Hard du hard • Ça fonctionne comment, un processeur ? (Partie 2) |
————— 16 Avril 2018
Hard du hard • Ça fonctionne comment, un processeur ? (Partie 2) |
————— 16 Avril 2018
Lorsqu'on pense à un CPU, on pense souvent "calcul". Or il s'avère que les opérations coûteuses en temps sont plutôt les chargements mémoire. Bien que l'Out-of-Order permette de masquer ce temps par du temps de calcul, cela n'est pas suffisant. Selon l'application, un processeur peut passer entre 10 et 33% de son temps à "attendre". Certaines améliorations ont vu le jour bien avant, dès les 80486 d'Intel (1989) où le but était simplement d'accélérer les temps de chargement mémoire.

__Données fournies__:
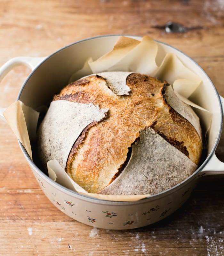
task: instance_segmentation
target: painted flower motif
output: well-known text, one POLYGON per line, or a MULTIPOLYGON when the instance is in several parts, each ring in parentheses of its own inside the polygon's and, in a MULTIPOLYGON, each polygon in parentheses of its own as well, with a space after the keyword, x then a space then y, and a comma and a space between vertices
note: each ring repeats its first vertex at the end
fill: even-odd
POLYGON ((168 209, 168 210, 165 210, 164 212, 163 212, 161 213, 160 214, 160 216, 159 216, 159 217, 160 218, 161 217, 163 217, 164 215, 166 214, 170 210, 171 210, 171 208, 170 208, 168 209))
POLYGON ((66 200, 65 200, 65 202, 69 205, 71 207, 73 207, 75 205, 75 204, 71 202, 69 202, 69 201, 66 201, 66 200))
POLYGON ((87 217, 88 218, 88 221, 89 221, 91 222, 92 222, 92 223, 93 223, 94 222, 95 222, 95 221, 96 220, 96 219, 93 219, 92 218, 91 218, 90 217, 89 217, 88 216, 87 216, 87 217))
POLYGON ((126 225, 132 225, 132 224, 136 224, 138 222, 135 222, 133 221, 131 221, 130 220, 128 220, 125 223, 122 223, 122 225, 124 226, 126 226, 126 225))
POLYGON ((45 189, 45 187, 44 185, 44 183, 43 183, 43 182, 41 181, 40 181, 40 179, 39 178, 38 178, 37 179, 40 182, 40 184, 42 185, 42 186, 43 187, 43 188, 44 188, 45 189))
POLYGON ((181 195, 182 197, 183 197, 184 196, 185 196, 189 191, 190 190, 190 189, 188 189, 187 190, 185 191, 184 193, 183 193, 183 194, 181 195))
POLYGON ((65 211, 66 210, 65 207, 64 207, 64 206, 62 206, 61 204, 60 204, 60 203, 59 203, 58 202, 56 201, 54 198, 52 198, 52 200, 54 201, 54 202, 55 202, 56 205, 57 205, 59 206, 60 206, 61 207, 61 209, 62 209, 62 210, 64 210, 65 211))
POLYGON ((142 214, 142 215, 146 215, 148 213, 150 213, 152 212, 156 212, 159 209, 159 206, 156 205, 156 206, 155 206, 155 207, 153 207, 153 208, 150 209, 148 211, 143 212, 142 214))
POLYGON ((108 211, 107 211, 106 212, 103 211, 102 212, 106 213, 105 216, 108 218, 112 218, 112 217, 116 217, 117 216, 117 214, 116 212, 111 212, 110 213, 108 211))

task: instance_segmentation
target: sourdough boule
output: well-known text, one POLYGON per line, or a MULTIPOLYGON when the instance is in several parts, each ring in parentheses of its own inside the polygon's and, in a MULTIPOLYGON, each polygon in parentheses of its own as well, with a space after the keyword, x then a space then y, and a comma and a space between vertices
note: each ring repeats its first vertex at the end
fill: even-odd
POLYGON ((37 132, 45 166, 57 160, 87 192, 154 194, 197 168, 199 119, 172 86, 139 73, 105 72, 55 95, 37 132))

==

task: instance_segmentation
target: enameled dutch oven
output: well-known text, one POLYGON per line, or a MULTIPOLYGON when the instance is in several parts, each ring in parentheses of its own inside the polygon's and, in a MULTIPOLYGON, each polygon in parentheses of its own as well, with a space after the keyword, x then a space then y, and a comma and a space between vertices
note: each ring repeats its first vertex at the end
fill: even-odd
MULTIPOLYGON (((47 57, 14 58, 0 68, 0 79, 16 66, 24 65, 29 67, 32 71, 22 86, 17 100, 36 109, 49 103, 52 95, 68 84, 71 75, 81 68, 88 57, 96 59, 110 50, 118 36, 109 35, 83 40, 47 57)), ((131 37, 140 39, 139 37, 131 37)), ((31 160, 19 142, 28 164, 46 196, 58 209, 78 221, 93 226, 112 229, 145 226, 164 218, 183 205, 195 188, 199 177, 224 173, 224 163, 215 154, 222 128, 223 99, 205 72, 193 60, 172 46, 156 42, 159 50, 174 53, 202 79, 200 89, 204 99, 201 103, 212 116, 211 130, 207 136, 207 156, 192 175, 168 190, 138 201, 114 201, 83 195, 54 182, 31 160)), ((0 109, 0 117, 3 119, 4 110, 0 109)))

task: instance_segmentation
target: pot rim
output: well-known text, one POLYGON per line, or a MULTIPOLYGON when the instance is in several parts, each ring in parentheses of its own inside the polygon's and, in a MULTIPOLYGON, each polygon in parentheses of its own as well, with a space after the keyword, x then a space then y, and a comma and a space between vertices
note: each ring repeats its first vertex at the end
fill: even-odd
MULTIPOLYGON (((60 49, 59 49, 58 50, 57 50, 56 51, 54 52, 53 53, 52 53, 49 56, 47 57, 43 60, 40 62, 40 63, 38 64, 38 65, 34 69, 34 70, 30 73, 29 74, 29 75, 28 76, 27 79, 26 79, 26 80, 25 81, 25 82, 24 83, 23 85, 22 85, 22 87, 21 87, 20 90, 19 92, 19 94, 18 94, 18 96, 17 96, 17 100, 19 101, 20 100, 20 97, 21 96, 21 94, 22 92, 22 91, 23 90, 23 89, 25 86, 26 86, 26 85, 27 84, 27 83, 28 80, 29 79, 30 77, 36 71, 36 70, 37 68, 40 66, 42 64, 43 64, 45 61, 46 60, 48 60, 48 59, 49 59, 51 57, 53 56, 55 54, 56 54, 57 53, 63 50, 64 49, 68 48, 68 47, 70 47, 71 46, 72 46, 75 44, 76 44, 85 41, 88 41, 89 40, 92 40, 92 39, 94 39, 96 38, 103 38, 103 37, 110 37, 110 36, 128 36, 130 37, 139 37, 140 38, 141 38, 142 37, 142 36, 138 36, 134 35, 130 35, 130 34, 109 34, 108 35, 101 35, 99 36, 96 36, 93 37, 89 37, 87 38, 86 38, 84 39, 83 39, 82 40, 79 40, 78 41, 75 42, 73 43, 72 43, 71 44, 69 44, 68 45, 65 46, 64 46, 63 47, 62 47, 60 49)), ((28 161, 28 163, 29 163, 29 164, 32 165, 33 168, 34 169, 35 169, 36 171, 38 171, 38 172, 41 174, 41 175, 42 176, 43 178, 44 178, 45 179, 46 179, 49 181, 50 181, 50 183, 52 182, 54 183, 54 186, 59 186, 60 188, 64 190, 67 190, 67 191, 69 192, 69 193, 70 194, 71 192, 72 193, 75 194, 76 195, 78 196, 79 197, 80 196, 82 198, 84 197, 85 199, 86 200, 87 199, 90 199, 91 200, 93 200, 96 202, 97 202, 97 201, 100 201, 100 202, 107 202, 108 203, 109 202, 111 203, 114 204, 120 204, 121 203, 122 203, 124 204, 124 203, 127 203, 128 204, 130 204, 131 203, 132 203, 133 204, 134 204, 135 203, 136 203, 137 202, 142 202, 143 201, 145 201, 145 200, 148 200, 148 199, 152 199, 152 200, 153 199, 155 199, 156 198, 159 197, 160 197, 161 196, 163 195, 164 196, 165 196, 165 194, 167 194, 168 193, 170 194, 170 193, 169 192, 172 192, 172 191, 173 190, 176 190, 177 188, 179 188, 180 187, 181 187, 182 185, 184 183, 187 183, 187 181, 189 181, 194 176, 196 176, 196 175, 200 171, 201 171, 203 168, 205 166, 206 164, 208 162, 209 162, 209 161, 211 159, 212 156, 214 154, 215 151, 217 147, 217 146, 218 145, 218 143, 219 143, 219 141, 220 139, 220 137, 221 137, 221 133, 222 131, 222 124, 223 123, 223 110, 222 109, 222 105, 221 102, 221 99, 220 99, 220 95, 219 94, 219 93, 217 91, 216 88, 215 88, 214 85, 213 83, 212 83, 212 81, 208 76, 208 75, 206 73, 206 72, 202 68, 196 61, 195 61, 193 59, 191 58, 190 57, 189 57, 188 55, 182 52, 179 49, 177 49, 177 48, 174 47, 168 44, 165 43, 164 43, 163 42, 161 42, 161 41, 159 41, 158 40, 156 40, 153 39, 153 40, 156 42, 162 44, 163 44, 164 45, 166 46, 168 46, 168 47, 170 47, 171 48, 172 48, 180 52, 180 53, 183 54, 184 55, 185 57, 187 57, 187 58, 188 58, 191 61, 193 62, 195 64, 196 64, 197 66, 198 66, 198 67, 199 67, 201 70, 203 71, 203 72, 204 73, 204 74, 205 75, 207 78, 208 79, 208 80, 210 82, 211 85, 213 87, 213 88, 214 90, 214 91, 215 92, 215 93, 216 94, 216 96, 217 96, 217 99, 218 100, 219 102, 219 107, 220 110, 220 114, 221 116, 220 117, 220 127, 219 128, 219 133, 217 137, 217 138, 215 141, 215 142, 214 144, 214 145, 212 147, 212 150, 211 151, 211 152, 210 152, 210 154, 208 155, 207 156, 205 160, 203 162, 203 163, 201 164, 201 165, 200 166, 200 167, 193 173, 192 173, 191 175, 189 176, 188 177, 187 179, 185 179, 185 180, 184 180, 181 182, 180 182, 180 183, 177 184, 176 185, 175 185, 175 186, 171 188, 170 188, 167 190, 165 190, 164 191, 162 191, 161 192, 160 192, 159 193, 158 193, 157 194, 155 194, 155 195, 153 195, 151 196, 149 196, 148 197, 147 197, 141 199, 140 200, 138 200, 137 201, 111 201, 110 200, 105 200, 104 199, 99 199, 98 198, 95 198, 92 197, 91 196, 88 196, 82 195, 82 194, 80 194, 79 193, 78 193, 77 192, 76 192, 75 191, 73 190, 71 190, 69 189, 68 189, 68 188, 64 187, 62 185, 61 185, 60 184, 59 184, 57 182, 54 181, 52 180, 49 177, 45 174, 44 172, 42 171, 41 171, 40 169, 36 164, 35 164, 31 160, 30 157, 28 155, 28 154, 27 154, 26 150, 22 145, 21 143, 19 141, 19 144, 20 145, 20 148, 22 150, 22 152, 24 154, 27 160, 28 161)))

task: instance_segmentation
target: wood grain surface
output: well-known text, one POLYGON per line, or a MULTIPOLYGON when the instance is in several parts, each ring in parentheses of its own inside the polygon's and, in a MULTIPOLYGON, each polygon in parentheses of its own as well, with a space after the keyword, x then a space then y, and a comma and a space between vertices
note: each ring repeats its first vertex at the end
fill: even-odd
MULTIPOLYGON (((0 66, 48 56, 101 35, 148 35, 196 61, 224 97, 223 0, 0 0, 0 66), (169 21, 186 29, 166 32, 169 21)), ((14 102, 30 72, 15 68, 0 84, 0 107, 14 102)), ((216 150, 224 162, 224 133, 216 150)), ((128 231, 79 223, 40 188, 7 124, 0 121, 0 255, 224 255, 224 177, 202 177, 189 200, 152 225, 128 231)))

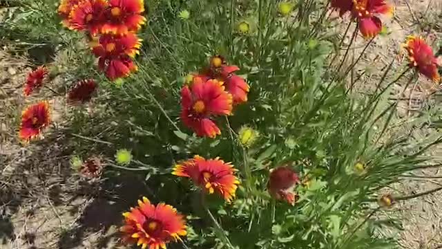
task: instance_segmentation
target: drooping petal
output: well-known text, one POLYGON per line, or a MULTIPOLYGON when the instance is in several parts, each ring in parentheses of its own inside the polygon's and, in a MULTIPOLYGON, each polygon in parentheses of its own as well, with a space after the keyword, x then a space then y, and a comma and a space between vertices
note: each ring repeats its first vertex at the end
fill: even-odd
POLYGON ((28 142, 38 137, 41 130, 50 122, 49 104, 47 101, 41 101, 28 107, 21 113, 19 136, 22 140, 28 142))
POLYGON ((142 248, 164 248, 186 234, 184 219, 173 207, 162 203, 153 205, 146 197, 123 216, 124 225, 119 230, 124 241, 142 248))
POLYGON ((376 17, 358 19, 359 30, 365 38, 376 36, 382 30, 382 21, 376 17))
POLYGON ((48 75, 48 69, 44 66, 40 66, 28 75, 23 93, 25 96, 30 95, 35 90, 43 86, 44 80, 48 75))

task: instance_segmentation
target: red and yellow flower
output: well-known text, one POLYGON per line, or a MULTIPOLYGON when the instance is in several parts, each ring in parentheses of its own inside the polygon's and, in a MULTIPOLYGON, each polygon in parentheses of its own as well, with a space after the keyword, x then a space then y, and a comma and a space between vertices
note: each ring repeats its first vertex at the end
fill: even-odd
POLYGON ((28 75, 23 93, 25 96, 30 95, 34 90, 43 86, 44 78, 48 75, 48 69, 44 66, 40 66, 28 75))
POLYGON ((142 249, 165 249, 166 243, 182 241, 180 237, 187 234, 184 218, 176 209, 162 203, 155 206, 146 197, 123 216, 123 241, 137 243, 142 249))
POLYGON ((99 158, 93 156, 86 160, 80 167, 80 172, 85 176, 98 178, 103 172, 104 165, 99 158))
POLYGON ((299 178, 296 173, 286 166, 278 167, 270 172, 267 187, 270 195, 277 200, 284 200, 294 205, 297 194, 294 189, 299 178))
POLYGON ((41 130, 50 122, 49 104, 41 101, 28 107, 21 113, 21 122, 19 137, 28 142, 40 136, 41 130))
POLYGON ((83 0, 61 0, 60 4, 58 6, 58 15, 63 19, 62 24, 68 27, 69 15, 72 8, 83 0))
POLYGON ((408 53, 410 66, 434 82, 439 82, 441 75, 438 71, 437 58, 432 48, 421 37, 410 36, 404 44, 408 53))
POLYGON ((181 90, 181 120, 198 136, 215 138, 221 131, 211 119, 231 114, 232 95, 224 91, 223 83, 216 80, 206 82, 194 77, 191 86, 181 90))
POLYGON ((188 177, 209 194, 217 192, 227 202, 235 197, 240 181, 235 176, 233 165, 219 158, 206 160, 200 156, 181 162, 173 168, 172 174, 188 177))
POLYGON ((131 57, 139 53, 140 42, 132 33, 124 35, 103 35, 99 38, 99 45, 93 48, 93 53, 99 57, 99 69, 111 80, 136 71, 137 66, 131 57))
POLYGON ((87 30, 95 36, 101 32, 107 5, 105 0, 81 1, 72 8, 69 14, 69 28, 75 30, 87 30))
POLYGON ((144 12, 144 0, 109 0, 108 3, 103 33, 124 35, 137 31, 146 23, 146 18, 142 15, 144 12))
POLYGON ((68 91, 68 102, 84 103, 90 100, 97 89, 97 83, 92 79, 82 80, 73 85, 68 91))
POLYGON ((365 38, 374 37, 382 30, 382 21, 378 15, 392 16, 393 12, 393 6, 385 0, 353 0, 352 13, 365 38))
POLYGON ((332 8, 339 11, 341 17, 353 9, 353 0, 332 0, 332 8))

* * *

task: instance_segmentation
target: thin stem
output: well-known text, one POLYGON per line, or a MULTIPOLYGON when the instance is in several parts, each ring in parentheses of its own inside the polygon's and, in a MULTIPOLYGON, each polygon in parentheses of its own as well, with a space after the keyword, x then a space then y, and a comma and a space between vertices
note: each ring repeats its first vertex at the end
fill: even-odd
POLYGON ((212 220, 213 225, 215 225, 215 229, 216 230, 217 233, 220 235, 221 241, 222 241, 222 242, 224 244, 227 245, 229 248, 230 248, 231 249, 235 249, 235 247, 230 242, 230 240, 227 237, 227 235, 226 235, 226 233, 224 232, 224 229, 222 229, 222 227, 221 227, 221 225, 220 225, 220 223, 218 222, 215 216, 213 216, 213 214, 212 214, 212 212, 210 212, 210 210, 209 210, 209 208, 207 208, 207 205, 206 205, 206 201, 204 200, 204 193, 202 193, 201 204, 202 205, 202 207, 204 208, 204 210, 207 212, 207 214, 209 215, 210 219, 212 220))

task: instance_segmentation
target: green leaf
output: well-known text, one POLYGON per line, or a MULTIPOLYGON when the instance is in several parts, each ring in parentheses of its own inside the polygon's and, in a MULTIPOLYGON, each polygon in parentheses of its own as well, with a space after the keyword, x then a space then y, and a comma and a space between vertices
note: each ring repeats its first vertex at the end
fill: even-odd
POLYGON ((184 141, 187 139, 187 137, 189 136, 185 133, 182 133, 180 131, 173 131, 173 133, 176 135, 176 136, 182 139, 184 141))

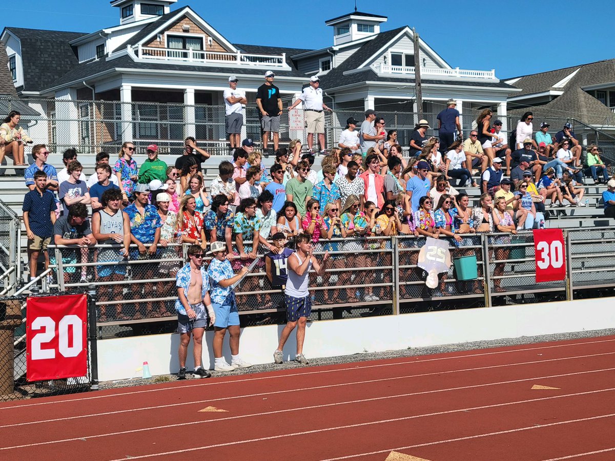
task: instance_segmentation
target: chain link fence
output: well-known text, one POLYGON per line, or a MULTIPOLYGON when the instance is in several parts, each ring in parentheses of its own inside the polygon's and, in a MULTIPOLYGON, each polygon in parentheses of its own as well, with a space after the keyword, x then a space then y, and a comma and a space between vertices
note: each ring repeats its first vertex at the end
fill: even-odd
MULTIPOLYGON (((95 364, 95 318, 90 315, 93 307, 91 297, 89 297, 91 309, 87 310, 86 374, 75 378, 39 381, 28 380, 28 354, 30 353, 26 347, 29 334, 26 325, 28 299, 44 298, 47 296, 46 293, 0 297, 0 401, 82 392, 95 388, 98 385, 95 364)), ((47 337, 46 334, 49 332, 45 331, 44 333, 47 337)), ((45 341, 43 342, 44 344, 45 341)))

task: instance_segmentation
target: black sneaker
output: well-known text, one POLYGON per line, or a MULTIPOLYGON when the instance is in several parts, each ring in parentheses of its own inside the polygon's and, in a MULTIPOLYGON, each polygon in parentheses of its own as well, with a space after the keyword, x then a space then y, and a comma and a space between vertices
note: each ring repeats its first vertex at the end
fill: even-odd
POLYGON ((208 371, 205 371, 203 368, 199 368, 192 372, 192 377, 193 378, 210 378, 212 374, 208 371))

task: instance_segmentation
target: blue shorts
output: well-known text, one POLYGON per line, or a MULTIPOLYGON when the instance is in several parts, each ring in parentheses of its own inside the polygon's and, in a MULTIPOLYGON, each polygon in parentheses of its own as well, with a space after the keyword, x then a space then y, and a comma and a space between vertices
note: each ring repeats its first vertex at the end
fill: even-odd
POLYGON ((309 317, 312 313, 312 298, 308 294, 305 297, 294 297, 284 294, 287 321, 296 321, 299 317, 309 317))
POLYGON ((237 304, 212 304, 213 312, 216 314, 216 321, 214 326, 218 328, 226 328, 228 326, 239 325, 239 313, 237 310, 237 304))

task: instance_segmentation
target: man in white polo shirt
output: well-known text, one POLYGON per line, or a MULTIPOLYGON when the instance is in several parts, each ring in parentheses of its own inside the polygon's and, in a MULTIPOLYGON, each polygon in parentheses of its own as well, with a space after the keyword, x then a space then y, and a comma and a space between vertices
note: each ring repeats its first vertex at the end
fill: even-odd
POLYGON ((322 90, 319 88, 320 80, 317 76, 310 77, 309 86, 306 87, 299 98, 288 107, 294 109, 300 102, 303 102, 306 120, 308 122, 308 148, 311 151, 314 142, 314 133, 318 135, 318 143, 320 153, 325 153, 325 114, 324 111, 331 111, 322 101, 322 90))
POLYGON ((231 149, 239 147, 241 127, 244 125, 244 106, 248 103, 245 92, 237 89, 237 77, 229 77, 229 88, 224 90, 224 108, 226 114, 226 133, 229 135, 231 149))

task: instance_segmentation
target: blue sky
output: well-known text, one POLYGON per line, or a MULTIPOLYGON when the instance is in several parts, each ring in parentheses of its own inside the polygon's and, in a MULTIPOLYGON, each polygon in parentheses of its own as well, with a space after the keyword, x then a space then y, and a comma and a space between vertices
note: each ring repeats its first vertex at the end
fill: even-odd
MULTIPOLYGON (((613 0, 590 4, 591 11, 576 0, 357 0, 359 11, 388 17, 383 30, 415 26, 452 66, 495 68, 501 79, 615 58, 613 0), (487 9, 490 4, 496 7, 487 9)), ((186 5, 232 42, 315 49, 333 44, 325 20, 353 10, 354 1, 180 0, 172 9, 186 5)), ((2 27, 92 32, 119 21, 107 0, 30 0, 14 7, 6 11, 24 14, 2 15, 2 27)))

__Consigne 1__:
Répondez à ces questions sur l'article consacré au fonctionnement d'un processeur :
(a) Quelles opérations s'avèrent les plus coûteuses en temps pour un CPU ?
(b) Selon l'application, quelle part de son temps un processeur peut-il passer à attendre ?
(c) Sur quels processeurs et en quelle année sont apparues les premières améliorations destinées à accélérer les chargements mémoire ?
__Consigne 2__:
Rédigez la suite de l'article consacré au fonctionnement d'un processeur, à partir de sa dernière phrase.

__Résultat 1__:
(a) Les chargements mémoire.
(b) Entre 10 et 33 % de son temps.
(c) Sur les 80486 d'Intel, en 1989.

__Résultat 2__:
Vous avez sûrement déjà vu sur les caractéristiques des différentes puces la quantité de cache, par exemple 24,75 Mo sur un i9-7980XE. Le principe du cache est de proposer une mémoire "tampon" dans laquelle sont stockées les dernières variables utilisées. Il en existe différents niveaux, allant du L1 au L3 ; les i5-5675C et i7-5775C étant les seuls à avoir proposé au grand public sur plateforme desktop un cache "L4" via de la eDRAM embarquée. Dans le même esprit, les CPU professionnels, par exemple les Xeons Phi, sont équipés d'HBM pour implémenter le niveau L4.
Plus le numéro du cache est élevé, plus il est "loin" du processeur : le CPU met ainsi plus de cycles à charger la valeur, mais le cache est de plus grande taille. Le cache L1 est souvent séparé en L1-D et L1-I ; le premier contenant des données et le second les instructions suivantes à exécuter (et oui, elles sont bien en mémoire elles aussi !).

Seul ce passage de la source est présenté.